● **Aim of the exercise**
Copy all the lines of the listing below exactly. Skip the images.

● **Material to process**

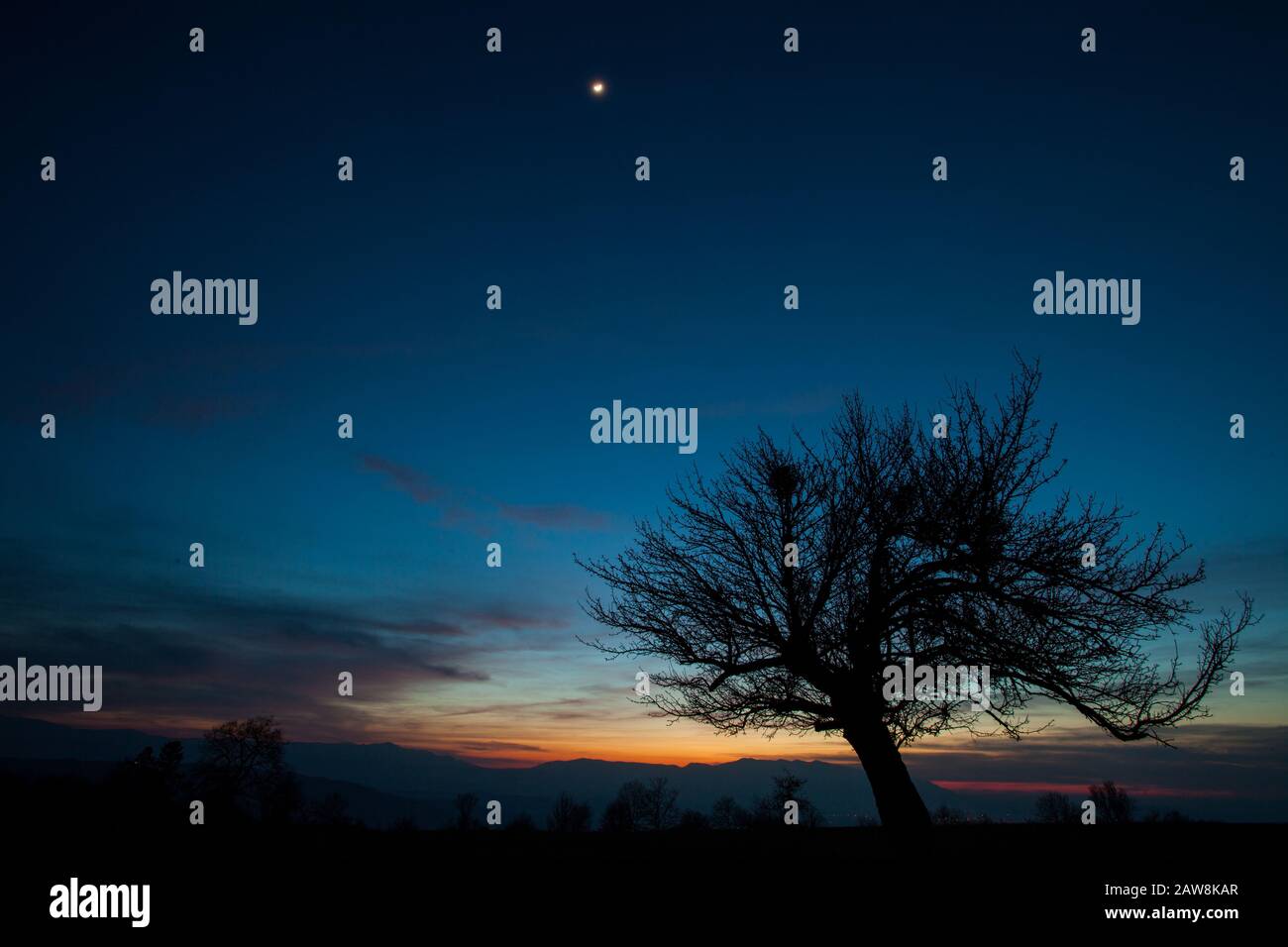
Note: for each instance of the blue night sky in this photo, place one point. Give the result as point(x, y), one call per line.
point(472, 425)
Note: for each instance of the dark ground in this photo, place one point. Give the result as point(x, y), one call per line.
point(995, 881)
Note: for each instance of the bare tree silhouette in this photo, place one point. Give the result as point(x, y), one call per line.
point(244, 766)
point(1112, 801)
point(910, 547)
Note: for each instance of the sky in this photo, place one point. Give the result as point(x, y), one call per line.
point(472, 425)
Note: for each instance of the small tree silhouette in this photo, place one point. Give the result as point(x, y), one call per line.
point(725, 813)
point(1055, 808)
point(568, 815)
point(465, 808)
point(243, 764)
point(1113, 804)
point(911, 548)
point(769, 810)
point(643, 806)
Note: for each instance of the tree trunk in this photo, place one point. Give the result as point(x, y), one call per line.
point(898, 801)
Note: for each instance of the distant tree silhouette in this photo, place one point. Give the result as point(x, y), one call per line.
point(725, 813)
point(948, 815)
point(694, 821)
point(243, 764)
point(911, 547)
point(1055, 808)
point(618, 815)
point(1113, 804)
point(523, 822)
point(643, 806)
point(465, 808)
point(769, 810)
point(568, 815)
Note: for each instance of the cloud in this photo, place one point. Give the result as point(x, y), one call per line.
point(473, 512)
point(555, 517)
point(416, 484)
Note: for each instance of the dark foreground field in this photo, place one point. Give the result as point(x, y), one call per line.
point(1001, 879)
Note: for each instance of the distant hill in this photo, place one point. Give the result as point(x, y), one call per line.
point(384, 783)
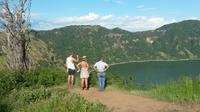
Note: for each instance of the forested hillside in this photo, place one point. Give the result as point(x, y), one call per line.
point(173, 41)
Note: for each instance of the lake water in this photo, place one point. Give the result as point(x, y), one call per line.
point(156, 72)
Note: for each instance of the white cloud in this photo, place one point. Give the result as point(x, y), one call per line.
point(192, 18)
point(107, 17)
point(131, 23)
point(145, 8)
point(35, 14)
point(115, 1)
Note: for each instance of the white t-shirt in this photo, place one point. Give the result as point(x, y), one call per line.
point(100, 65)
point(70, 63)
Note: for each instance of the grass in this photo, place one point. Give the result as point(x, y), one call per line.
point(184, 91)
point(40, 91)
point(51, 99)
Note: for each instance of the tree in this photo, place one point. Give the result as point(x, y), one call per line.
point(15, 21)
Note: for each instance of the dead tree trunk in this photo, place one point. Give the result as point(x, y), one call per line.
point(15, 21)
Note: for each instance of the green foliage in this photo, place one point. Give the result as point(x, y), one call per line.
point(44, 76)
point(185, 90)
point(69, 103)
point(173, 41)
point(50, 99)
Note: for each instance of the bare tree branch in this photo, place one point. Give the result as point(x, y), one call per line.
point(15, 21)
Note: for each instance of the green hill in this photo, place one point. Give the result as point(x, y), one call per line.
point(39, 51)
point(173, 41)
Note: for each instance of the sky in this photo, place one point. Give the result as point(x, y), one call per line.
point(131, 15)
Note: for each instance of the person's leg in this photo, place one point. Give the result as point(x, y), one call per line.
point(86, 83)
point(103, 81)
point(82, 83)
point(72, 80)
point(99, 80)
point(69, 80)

● **Completed task**
Note: for each instance of the blue night sky in this photo, place one point. Give the result as point(x, y), one call per line.
point(472, 425)
Note: for each instance of the dark ground in this photo, place one point. Give the result as point(x, y), one call per line.
point(995, 881)
Note: for each instance of the bare tree silhouette in this photo, place one point. Give the result as point(x, y), one call per line.
point(244, 766)
point(1112, 801)
point(910, 547)
Note: for each instance of the sky in this photo, place one point. Give the result as point(x, y), one call per line.
point(472, 425)
Note: for each instance of the small tree silhouette in this photo, place one point. Give the result as point(x, y), one call per line.
point(725, 813)
point(1055, 808)
point(568, 815)
point(465, 808)
point(243, 764)
point(1113, 804)
point(911, 548)
point(769, 810)
point(643, 806)
Note: for each instance of the tree trunk in this photo, place one point. Give the result as point(x, y), one call per line.
point(898, 801)
Note: for each instance of the distant tree silhouette in this photo, place one point. Give the result as point(x, y), one call per line.
point(725, 813)
point(948, 815)
point(694, 821)
point(243, 764)
point(911, 547)
point(1055, 808)
point(618, 815)
point(1113, 804)
point(523, 822)
point(643, 806)
point(465, 808)
point(769, 810)
point(568, 815)
Note: for each instance of the cloud in this photo, place one point. Give the result as point(x, y), one call per line.
point(473, 512)
point(555, 517)
point(416, 484)
Note: for each instance of the dark foreground field in this photo, place one point. Give the result as point(x, y), one call per line.
point(1001, 879)
Note: for each instance of the distant hill in this photo, place one point. Give the result as point(x, y), one call per line.
point(384, 783)
Note: for each instance of the forested hillside in this photo, place one point. Give the result as point(x, y), one call per line.
point(173, 41)
Note: for each instance of the lake water in this photo, place one point. Give the result as point(x, y), one call per line.
point(156, 72)
Note: for each instance of the white cloud in this photo, place one point. Give the result as point(x, y), one call per line.
point(192, 18)
point(107, 17)
point(131, 23)
point(145, 8)
point(35, 14)
point(115, 1)
Note: for each instance of the white t-shirt in this photo, place one point. Give the result as point(x, y), one call per line.
point(100, 65)
point(70, 63)
Note: for each instance of the grass in this photo, place one point. Give the result as point(x, y), one call per line.
point(184, 91)
point(40, 91)
point(51, 99)
Note: for each instance of the tree in this photo, place one point. Give the result as point(x, y), one call per line.
point(15, 21)
Note: for each instance of the dead tree trunk in this photo, place one point. Give the result as point(x, y), one call per line.
point(15, 21)
Note: for each instance of the green foliage in this photo, place one point. Give the result as point(x, y), one call per line.
point(44, 76)
point(185, 90)
point(69, 103)
point(173, 41)
point(50, 99)
Note: for each instance of the bare tree branch in this photo, place one point. Give the result as point(x, y), one call per line.
point(15, 21)
Note: for each instance of the green hill in this photo, place one point. Give the result as point(x, y), one call per line.
point(39, 51)
point(173, 41)
Note: for each instance of the sky in this photo, place one point. Give the result as point(x, y), one call per line.
point(131, 15)
Note: for each instance of the person's leg in this photo, place one point. Give the result as point(x, y), one call per line.
point(86, 83)
point(103, 81)
point(82, 83)
point(72, 80)
point(99, 80)
point(69, 80)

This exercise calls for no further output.